### REQUIRED WORK
Could you filter the data below down to the lines that hold the word "skate"?

### RECORDS SUPPLIED

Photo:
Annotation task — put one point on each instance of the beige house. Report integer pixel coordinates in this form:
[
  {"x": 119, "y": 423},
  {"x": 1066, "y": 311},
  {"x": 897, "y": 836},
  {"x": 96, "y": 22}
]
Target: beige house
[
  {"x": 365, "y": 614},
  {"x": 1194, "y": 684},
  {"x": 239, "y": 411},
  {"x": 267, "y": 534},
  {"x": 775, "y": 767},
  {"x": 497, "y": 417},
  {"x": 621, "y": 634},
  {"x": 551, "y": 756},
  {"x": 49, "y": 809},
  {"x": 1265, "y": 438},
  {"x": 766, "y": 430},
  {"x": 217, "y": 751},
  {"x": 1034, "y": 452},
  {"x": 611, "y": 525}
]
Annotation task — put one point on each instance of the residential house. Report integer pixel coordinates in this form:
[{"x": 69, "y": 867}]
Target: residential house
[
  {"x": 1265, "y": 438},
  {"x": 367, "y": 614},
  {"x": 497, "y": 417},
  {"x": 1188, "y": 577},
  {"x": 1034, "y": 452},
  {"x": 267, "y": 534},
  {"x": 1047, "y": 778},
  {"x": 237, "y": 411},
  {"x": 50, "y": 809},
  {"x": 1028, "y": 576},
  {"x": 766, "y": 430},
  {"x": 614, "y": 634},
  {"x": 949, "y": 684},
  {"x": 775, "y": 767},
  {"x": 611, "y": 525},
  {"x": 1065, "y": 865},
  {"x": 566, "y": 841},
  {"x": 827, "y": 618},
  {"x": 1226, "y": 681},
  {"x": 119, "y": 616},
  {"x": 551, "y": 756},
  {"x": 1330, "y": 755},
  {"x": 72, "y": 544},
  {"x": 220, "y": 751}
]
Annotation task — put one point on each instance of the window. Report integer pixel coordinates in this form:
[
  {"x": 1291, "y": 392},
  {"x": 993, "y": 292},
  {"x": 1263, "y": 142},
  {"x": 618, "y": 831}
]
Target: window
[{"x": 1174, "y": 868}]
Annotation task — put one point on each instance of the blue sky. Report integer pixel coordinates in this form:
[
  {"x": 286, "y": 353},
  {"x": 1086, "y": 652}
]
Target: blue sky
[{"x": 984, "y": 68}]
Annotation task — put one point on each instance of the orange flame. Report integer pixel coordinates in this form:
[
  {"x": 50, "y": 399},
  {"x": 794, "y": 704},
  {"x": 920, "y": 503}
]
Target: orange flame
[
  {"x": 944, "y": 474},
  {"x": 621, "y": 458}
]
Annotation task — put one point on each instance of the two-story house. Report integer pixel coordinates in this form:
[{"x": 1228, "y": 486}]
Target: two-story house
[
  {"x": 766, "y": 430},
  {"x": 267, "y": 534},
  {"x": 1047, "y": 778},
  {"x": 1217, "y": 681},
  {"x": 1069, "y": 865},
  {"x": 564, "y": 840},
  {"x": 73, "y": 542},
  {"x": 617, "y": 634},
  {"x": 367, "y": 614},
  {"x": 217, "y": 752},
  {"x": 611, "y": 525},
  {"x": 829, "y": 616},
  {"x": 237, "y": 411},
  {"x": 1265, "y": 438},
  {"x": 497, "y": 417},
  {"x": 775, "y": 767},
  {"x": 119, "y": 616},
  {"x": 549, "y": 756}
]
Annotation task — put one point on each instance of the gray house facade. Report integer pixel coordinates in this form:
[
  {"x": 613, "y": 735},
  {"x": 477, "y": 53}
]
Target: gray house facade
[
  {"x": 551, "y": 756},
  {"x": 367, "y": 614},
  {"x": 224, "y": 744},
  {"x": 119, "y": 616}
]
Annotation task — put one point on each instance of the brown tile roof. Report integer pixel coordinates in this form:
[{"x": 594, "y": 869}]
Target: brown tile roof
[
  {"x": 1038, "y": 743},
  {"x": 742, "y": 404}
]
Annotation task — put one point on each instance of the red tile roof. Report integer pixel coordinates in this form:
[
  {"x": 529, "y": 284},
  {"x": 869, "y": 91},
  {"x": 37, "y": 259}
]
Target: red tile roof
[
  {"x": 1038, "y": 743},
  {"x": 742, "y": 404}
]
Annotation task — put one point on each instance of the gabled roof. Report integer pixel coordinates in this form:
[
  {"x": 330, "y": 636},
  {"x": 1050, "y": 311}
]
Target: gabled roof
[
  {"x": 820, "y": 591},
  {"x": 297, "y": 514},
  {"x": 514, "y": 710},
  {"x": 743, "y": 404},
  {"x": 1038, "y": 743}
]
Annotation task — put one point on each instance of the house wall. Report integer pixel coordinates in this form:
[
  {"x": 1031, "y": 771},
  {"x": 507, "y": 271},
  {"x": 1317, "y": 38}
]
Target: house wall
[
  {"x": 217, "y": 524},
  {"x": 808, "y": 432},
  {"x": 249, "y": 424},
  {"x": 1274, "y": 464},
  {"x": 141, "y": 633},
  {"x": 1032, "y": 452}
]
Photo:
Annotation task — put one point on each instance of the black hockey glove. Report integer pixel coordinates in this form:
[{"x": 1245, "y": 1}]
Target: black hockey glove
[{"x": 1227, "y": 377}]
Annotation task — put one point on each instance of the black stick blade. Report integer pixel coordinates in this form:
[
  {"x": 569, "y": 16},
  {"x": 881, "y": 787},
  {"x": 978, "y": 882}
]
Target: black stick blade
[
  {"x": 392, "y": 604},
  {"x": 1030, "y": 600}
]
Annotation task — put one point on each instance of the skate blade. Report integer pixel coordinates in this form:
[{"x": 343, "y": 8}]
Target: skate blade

### SOLUTION TO THIS PROBLEM
Annotation task — put one point on each instance of the skate blade. Report integer pixel coordinates in this form:
Target: skate blade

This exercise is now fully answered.